> [Data for this task]:
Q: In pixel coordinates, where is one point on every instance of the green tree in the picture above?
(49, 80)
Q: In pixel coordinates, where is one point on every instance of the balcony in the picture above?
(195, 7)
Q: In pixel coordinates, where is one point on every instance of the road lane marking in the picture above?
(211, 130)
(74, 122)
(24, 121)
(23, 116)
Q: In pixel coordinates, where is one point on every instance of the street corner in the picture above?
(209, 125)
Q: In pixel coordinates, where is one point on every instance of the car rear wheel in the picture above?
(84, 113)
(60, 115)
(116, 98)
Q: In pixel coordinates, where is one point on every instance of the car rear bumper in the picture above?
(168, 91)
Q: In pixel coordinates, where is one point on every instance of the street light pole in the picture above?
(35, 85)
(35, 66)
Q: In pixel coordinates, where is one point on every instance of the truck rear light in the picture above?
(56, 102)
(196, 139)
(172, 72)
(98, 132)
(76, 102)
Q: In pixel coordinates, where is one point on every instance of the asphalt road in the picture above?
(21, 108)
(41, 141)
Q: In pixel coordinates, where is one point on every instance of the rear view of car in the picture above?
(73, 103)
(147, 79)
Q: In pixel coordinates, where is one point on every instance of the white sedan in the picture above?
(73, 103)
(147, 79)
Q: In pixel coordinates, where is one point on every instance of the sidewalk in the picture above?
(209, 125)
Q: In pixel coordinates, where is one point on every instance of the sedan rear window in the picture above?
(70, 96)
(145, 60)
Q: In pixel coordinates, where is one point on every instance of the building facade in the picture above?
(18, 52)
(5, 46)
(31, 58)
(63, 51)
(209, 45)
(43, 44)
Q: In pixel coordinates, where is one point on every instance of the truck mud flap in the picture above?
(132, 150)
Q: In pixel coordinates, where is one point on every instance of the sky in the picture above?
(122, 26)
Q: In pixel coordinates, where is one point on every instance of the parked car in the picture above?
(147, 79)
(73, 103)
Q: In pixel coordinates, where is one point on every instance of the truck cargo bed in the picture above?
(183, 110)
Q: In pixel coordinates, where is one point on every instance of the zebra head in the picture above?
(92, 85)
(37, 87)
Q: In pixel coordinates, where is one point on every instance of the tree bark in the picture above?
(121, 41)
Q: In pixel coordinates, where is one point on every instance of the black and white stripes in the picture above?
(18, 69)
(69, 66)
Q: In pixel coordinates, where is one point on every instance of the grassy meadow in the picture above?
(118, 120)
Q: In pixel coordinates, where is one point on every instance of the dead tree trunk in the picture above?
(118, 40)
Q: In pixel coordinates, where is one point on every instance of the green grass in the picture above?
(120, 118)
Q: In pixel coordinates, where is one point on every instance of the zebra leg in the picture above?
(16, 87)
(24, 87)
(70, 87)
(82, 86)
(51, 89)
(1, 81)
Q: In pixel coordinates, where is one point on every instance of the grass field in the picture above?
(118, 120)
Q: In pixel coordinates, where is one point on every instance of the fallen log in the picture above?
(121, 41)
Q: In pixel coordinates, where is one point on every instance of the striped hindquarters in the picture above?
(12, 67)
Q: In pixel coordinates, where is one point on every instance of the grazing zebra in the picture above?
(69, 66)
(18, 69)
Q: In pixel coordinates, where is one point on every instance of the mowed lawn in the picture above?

> [Instruction]: Can you rewrite all of the records above with "pixel coordinates" changed to "image coordinates" and nothing else altered?

> [Result of this task]:
Q: In image coordinates, where is one point on every instance of the green tree in the picture above?
(49, 80)
Q: In image coordinates, where is one point on every instance of the balcony in the picture above?
(195, 7)
Q: In image coordinates, where is one point on every instance of the road lane marking in the picture above?
(211, 130)
(74, 122)
(24, 121)
(23, 116)
Q: In image coordinates, where is one point on every instance of the street corner in the picture above?
(209, 125)
Q: In image coordinates, where is one point on every instance of the car rear wheel in the picture above?
(84, 113)
(60, 115)
(116, 98)
Q: In image coordinates, where is one point on every instance of the car rear bumper in the picture above?
(168, 91)
Q: In image coordinates, where is one point on every instance of the street light pole in the picture above?
(35, 85)
(35, 66)
Q: In image coordinates, where is one point on every instance of the truck rear light in the picture above?
(56, 102)
(196, 139)
(172, 72)
(98, 132)
(76, 102)
Q: In image coordinates, where is one point on every instance of the asphalt road in the picture above?
(21, 108)
(41, 141)
Q: In image coordinates, where is one point on every instance of the rear view of car in the picture above?
(73, 103)
(147, 79)
Q: In image coordinates, where is one point on every instance of the white sedan in the picture above?
(73, 103)
(147, 79)
Q: In image coordinates, where is one point on every instance of the sidewalk in the picture above?
(209, 125)
Q: In image coordinates, where is one point on every instance of the sedan rear window in the picture above?
(70, 96)
(145, 60)
Q: In image coordinates, where is one point on every instance of the building facade in the picture above?
(18, 52)
(5, 46)
(31, 58)
(63, 51)
(209, 45)
(43, 44)
Q: In image coordinates, where is one point on every instance of the truck mud flap in the picture above?
(132, 150)
Q: In image coordinates, where is one point on every instance of the sky in the picture above?
(122, 26)
Q: In image coordinates, where is one point on every instance of the parked car in the picture above?
(147, 79)
(73, 103)
Q: In image coordinates, where is one point on every instance of the truck cargo bed in the picture above?
(183, 110)
Q: In image coordinates, where is one point on every instance of the zebra head in the picture above?
(92, 85)
(37, 87)
Q: In image coordinates, where is one point on every instance of the tree bark in the picture above?
(121, 41)
Q: In image coordinates, where is one point on every instance of the black and white stripes in the picture above?
(18, 69)
(69, 66)
Q: In image coordinates, where is one point on every instance of the grassy meadow in the picture above?
(118, 120)
Q: In image coordinates, where is one point on every instance of the dead tree trunk in the picture above?
(118, 40)
Q: In image coordinates, where is one point on every instance of the green grass in the picture above?
(120, 118)
Q: In image coordinates, where is one point on every instance of the zebra leg in the picture above?
(16, 87)
(24, 87)
(70, 87)
(82, 86)
(51, 89)
(1, 81)
Q: In image coordinates, where is one point on every instance of the grass field in the picture above?
(118, 120)
Q: In image coordinates, where is one point on every instance of the fallen log in the picture above?
(121, 41)
Q: In image coordinates, where is one point on every instance of the striped hindquarters in the picture above?
(12, 67)
Q: In image coordinates, where is one point on every instance of the grazing zebra in the picture above?
(69, 66)
(18, 69)
Q: In image coordinates, where is one point on every instance of the mowed lawn in the picture above?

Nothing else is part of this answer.